[Start of section]

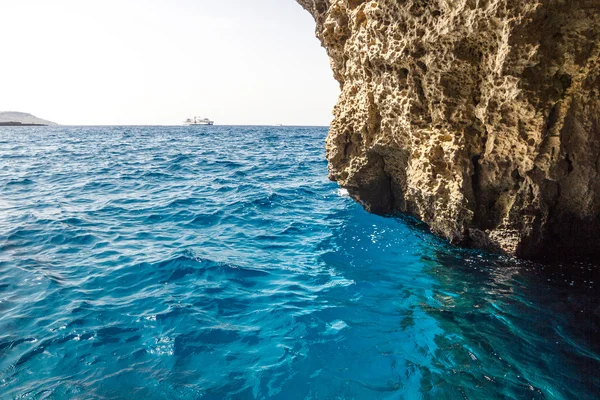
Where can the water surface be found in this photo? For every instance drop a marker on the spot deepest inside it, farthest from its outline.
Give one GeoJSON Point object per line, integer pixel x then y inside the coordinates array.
{"type": "Point", "coordinates": [219, 262]}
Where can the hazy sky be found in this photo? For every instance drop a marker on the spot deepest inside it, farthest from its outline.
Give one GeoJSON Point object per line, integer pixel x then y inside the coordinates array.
{"type": "Point", "coordinates": [160, 61]}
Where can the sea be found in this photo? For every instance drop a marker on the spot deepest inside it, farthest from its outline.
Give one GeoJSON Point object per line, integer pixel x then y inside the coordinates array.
{"type": "Point", "coordinates": [219, 262]}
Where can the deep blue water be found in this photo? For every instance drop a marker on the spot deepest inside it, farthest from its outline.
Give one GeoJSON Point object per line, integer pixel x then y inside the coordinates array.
{"type": "Point", "coordinates": [219, 262]}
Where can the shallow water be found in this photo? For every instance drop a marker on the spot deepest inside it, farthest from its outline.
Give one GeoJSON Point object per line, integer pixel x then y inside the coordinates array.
{"type": "Point", "coordinates": [219, 262]}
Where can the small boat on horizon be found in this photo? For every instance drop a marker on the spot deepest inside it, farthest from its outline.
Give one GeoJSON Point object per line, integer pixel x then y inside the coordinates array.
{"type": "Point", "coordinates": [198, 121]}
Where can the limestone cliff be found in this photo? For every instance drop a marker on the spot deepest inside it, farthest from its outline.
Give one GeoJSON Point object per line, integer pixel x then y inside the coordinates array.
{"type": "Point", "coordinates": [479, 117]}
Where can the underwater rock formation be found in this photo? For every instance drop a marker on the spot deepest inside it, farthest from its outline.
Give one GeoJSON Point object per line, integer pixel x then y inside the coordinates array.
{"type": "Point", "coordinates": [479, 117]}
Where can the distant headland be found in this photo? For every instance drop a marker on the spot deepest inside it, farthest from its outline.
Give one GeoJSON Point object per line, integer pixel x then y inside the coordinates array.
{"type": "Point", "coordinates": [15, 118]}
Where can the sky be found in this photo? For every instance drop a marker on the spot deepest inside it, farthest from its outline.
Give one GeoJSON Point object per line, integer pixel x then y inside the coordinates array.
{"type": "Point", "coordinates": [157, 62]}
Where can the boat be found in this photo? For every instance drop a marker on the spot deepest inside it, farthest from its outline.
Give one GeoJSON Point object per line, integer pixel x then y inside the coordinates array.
{"type": "Point", "coordinates": [198, 121]}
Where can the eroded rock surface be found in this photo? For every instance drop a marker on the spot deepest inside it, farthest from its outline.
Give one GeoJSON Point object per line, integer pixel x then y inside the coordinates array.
{"type": "Point", "coordinates": [479, 117]}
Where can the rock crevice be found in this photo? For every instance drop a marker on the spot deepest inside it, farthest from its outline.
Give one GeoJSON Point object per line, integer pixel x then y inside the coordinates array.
{"type": "Point", "coordinates": [478, 117]}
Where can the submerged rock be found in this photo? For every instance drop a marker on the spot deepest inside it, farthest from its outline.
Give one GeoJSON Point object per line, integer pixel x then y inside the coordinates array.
{"type": "Point", "coordinates": [479, 117]}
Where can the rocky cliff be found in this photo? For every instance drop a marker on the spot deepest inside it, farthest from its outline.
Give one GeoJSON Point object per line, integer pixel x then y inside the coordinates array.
{"type": "Point", "coordinates": [479, 117]}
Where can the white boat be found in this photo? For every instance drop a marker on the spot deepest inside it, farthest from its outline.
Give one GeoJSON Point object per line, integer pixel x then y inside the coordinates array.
{"type": "Point", "coordinates": [198, 121]}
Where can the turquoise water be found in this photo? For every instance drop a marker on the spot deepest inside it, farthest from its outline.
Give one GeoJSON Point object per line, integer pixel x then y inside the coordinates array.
{"type": "Point", "coordinates": [219, 262]}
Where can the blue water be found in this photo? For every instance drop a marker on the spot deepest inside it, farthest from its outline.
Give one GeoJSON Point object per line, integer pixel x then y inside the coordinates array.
{"type": "Point", "coordinates": [219, 262]}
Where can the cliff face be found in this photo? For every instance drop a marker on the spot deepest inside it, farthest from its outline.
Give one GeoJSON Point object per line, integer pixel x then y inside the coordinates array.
{"type": "Point", "coordinates": [479, 117]}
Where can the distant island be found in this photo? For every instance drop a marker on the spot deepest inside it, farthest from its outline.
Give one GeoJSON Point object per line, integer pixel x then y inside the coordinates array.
{"type": "Point", "coordinates": [15, 118]}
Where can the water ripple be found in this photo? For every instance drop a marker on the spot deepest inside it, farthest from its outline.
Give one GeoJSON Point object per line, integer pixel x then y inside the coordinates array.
{"type": "Point", "coordinates": [219, 262]}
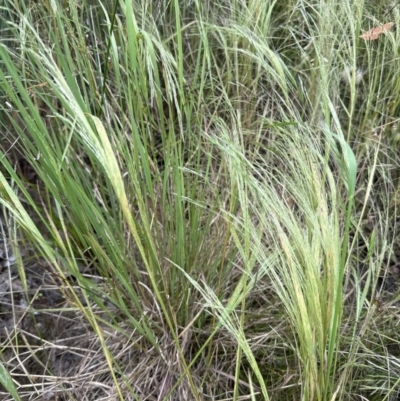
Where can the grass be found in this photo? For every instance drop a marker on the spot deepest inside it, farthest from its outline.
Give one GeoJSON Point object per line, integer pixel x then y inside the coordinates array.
{"type": "Point", "coordinates": [207, 195]}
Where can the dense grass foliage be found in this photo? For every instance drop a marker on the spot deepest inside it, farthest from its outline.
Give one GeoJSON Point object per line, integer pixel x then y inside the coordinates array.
{"type": "Point", "coordinates": [211, 190]}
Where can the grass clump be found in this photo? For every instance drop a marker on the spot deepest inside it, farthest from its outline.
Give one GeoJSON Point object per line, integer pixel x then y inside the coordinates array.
{"type": "Point", "coordinates": [201, 199]}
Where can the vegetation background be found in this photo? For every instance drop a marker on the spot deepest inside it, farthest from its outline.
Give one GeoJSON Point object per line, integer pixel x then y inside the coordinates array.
{"type": "Point", "coordinates": [200, 200]}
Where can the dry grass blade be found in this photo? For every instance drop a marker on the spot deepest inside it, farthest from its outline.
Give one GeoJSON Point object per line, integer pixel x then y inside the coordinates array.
{"type": "Point", "coordinates": [374, 33]}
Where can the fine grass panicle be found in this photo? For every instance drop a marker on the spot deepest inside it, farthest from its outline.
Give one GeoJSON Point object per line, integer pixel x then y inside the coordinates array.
{"type": "Point", "coordinates": [199, 200]}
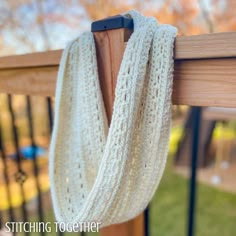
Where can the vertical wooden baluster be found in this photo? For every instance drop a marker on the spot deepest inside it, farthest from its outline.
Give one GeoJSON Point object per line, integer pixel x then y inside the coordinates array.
{"type": "Point", "coordinates": [110, 46]}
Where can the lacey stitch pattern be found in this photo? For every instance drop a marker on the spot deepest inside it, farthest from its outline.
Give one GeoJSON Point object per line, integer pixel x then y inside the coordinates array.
{"type": "Point", "coordinates": [110, 175]}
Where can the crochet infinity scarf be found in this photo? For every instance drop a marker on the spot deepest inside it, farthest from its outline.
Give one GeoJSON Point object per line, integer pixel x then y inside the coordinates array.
{"type": "Point", "coordinates": [109, 175]}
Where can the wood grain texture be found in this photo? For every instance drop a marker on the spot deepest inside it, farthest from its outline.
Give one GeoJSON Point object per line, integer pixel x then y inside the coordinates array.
{"type": "Point", "coordinates": [217, 45]}
{"type": "Point", "coordinates": [205, 82]}
{"type": "Point", "coordinates": [110, 46]}
{"type": "Point", "coordinates": [208, 82]}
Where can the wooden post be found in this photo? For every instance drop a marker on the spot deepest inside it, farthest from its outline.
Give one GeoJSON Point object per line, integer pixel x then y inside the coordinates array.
{"type": "Point", "coordinates": [110, 46]}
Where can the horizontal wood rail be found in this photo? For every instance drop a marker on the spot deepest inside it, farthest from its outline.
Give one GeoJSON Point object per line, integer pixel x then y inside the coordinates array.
{"type": "Point", "coordinates": [205, 71]}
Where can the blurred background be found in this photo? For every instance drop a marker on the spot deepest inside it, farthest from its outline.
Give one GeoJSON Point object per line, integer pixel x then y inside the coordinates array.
{"type": "Point", "coordinates": [26, 122]}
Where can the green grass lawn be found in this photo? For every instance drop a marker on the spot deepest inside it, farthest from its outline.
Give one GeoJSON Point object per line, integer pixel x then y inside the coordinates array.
{"type": "Point", "coordinates": [216, 210]}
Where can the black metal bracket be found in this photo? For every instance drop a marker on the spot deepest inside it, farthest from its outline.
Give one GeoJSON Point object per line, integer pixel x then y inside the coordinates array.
{"type": "Point", "coordinates": [114, 22]}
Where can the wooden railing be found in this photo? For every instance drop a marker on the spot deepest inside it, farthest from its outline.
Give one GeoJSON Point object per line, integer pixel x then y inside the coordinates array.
{"type": "Point", "coordinates": [205, 75]}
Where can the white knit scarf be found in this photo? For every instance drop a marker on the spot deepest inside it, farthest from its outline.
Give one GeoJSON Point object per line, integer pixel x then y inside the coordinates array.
{"type": "Point", "coordinates": [110, 175]}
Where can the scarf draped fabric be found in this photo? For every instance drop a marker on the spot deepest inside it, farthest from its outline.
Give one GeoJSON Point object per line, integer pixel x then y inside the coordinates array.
{"type": "Point", "coordinates": [109, 175]}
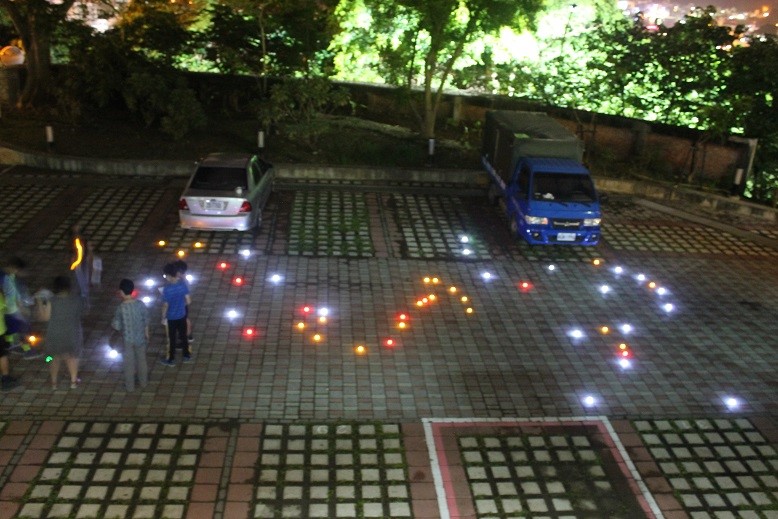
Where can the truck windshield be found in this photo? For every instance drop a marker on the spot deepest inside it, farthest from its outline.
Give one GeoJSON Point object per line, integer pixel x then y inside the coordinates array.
{"type": "Point", "coordinates": [563, 187]}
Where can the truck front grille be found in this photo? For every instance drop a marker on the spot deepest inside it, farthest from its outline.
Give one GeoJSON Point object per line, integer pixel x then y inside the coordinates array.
{"type": "Point", "coordinates": [562, 223]}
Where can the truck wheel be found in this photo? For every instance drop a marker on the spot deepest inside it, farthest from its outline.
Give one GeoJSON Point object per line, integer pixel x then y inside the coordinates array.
{"type": "Point", "coordinates": [514, 227]}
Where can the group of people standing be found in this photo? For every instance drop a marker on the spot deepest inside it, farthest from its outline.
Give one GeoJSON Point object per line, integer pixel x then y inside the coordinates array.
{"type": "Point", "coordinates": [64, 340]}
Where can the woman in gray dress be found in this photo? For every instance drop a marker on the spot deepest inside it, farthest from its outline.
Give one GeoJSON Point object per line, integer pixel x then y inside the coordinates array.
{"type": "Point", "coordinates": [64, 336]}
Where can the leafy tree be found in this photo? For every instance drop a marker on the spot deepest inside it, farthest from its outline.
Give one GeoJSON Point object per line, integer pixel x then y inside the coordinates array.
{"type": "Point", "coordinates": [419, 42]}
{"type": "Point", "coordinates": [754, 83]}
{"type": "Point", "coordinates": [270, 37]}
{"type": "Point", "coordinates": [296, 106]}
{"type": "Point", "coordinates": [35, 21]}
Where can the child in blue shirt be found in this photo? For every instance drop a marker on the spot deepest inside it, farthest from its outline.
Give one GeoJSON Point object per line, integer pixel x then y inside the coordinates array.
{"type": "Point", "coordinates": [175, 297]}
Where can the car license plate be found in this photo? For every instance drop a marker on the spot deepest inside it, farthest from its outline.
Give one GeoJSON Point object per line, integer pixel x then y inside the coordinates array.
{"type": "Point", "coordinates": [213, 205]}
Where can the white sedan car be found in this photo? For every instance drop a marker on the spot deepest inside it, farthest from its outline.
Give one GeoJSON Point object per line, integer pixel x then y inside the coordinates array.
{"type": "Point", "coordinates": [226, 192]}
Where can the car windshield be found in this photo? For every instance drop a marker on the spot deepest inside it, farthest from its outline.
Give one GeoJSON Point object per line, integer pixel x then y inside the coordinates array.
{"type": "Point", "coordinates": [219, 178]}
{"type": "Point", "coordinates": [563, 187]}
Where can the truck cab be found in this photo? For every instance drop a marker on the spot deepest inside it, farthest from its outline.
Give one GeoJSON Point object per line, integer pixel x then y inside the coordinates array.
{"type": "Point", "coordinates": [535, 166]}
{"type": "Point", "coordinates": [553, 201]}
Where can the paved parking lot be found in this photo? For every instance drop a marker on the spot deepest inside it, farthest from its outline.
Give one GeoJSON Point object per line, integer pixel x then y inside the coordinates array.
{"type": "Point", "coordinates": [515, 400]}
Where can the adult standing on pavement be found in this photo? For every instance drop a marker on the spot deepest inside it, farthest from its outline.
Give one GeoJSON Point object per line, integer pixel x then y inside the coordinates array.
{"type": "Point", "coordinates": [175, 297]}
{"type": "Point", "coordinates": [64, 334]}
{"type": "Point", "coordinates": [132, 320]}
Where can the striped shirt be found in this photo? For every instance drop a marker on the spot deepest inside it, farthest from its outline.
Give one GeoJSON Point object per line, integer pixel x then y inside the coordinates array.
{"type": "Point", "coordinates": [131, 318]}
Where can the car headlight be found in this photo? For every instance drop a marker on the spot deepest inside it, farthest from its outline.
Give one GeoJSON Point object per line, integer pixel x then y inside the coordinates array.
{"type": "Point", "coordinates": [536, 220]}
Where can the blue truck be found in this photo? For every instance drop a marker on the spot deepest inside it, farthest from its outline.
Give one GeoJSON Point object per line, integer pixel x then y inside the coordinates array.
{"type": "Point", "coordinates": [534, 164]}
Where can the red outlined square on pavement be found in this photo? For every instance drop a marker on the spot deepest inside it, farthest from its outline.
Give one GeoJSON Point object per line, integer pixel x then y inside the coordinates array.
{"type": "Point", "coordinates": [562, 466]}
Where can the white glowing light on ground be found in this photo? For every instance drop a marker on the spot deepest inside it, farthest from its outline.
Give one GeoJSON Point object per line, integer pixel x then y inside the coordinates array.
{"type": "Point", "coordinates": [731, 402]}
{"type": "Point", "coordinates": [576, 333]}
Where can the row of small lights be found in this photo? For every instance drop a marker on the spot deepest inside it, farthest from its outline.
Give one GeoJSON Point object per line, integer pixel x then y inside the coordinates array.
{"type": "Point", "coordinates": [624, 352]}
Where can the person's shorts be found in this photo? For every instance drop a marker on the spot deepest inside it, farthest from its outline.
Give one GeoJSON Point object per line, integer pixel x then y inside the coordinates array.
{"type": "Point", "coordinates": [14, 324]}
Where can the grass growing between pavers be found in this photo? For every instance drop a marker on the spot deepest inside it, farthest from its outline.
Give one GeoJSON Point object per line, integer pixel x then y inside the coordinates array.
{"type": "Point", "coordinates": [330, 223]}
{"type": "Point", "coordinates": [106, 470]}
{"type": "Point", "coordinates": [554, 474]}
{"type": "Point", "coordinates": [331, 470]}
{"type": "Point", "coordinates": [715, 465]}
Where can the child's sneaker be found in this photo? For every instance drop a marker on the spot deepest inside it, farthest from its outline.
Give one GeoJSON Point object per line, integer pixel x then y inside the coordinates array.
{"type": "Point", "coordinates": [31, 354]}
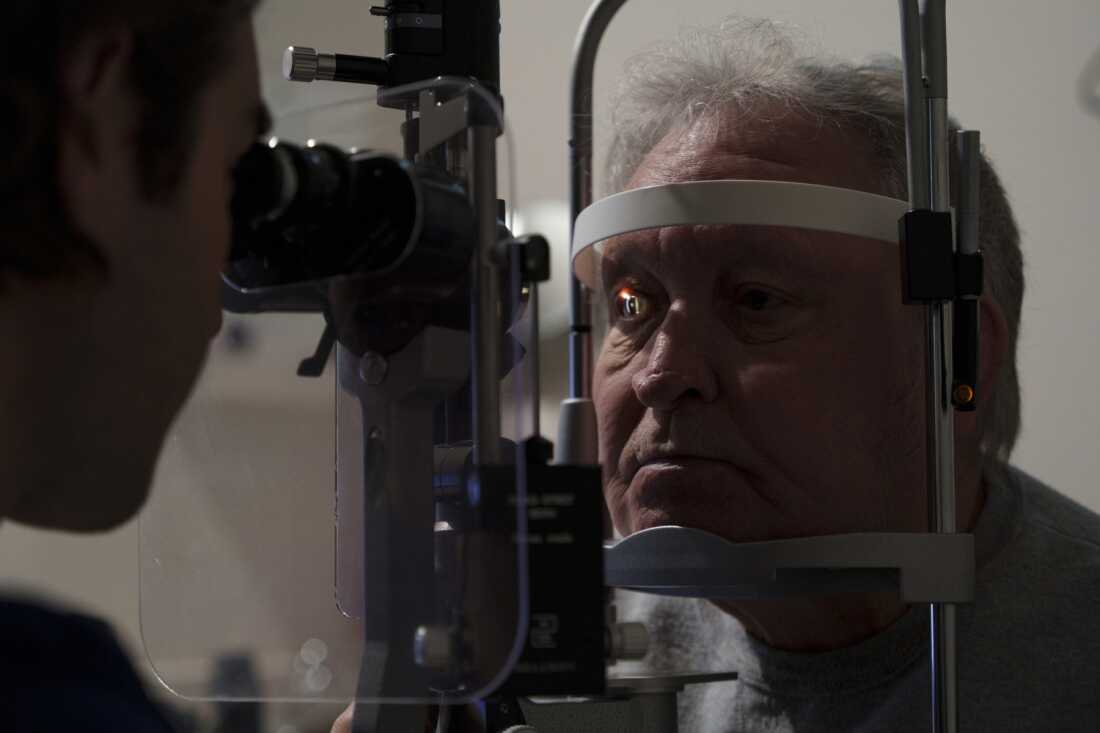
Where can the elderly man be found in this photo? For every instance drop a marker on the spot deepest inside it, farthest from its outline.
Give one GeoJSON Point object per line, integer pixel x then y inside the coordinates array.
{"type": "Point", "coordinates": [766, 383]}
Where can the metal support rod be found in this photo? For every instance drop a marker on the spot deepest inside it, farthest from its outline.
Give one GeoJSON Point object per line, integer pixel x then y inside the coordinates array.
{"type": "Point", "coordinates": [916, 115]}
{"type": "Point", "coordinates": [485, 321]}
{"type": "Point", "coordinates": [941, 409]}
{"type": "Point", "coordinates": [969, 181]}
{"type": "Point", "coordinates": [581, 160]}
{"type": "Point", "coordinates": [532, 357]}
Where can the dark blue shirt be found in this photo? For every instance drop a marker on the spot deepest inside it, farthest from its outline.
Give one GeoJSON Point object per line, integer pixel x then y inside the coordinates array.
{"type": "Point", "coordinates": [64, 671]}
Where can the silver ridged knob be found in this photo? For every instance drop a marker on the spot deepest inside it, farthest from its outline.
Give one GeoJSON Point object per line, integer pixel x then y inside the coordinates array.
{"type": "Point", "coordinates": [299, 64]}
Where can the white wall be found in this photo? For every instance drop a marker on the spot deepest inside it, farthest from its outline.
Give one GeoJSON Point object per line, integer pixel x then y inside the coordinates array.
{"type": "Point", "coordinates": [1012, 76]}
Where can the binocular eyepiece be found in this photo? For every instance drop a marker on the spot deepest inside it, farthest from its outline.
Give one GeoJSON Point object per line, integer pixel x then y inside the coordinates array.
{"type": "Point", "coordinates": [306, 215]}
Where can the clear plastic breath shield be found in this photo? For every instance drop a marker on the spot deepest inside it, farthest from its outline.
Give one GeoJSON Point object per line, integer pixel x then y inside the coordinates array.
{"type": "Point", "coordinates": [351, 523]}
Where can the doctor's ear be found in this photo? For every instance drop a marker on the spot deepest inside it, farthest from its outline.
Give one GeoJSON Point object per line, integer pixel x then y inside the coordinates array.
{"type": "Point", "coordinates": [98, 106]}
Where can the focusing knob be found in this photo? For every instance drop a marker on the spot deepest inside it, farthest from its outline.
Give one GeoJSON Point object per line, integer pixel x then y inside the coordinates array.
{"type": "Point", "coordinates": [300, 64]}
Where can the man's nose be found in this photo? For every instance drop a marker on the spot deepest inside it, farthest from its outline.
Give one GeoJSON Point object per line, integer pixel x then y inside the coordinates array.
{"type": "Point", "coordinates": [678, 369]}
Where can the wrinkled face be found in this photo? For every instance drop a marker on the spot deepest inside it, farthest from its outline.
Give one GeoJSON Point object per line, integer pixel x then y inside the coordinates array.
{"type": "Point", "coordinates": [759, 382]}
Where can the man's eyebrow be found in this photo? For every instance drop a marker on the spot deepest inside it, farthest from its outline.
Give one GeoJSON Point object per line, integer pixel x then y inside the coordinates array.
{"type": "Point", "coordinates": [787, 249]}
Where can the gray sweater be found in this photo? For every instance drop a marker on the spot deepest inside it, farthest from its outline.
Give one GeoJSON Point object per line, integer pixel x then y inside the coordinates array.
{"type": "Point", "coordinates": [1029, 646]}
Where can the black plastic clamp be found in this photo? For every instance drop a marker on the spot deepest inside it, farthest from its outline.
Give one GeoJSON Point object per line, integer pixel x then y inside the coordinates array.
{"type": "Point", "coordinates": [927, 256]}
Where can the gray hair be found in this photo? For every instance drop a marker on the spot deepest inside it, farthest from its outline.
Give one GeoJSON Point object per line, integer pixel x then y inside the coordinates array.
{"type": "Point", "coordinates": [744, 63]}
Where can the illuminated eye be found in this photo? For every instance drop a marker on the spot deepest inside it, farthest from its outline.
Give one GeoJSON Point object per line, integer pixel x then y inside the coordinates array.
{"type": "Point", "coordinates": [630, 305]}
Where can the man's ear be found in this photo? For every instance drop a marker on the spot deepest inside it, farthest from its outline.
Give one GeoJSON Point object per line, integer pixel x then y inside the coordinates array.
{"type": "Point", "coordinates": [97, 128]}
{"type": "Point", "coordinates": [993, 348]}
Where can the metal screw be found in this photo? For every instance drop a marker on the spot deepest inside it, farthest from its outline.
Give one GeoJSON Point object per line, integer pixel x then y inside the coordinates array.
{"type": "Point", "coordinates": [373, 368]}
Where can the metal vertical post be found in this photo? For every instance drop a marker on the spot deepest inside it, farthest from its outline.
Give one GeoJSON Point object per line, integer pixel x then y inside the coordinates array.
{"type": "Point", "coordinates": [941, 425]}
{"type": "Point", "coordinates": [486, 356]}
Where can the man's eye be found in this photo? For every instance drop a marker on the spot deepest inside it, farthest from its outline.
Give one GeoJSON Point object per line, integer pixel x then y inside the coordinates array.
{"type": "Point", "coordinates": [630, 305]}
{"type": "Point", "coordinates": [758, 299]}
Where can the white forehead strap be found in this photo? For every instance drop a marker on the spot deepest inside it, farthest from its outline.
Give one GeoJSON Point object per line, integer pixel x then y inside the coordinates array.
{"type": "Point", "coordinates": [749, 203]}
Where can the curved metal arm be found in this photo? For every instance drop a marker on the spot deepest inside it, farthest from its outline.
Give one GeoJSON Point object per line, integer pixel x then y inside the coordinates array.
{"type": "Point", "coordinates": [580, 163]}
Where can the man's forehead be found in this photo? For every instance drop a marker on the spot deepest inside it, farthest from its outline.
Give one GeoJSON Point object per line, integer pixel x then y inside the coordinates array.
{"type": "Point", "coordinates": [768, 145]}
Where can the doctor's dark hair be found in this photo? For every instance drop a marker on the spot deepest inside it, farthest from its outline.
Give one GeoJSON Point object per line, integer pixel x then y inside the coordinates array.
{"type": "Point", "coordinates": [178, 47]}
{"type": "Point", "coordinates": [749, 66]}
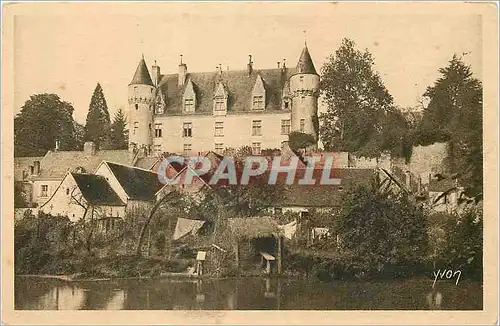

[End of section]

EXERCISE OBJECTIVE: Go through the material above and output exactly the lines from the one containing "Where can the boat" through the one containing "Where can the blue water".

ANSWER FOR THE TASK:
Where can the boat be found in this photo? For every instance drop a marker on the spot deepest inside it, farthest from its outline.
Give one GeoJSON Point object per line, integer pixel x then y inside the coordinates array.
{"type": "Point", "coordinates": [198, 121]}
Where can the eroded rock surface be found in this photo? For every instance drop a marker on the spot deepest inside it, farthest from its outline.
Give one GeoJSON Point object per line, integer pixel x then y inside the coordinates array.
{"type": "Point", "coordinates": [479, 117]}
Where can the rock crevice be found in this photo? For every instance drop a marker on the spot deepest inside it, farthest from its outline.
Give one GeoJSON Point object per line, integer pixel x then y inside the coordinates array.
{"type": "Point", "coordinates": [478, 117]}
Where can the submerged rock be found in this photo? For every instance drop a marker on the spot deepest inside it, farthest from its outline.
Give one GeoJSON Point object per line, integer pixel x then y inside the coordinates array.
{"type": "Point", "coordinates": [479, 117]}
Where can the rocky cliff be found in this photo? For every instance drop a marker on the spot deepest inside it, farthest from its outline.
Give one GeoJSON Point object per line, integer pixel x then y inside the coordinates array.
{"type": "Point", "coordinates": [479, 117]}
Where can the white boat be found in this photo? For every instance drop a marker on the spot deepest inside it, farthest from its outline.
Give one GeoJSON Point object per line, integer pixel x then y inside the coordinates array.
{"type": "Point", "coordinates": [198, 121]}
Where can the turquoise water be found in this photo? For every instance drop a marker on the spot deepest inside it, farthest from its outline.
Give one GeoJSON Point object per line, integer pixel x then y inside the coordinates array.
{"type": "Point", "coordinates": [219, 262]}
Where can the blue water be found in this photo? For every instance drop a marker on the spot deepest inside it, farthest from its outline.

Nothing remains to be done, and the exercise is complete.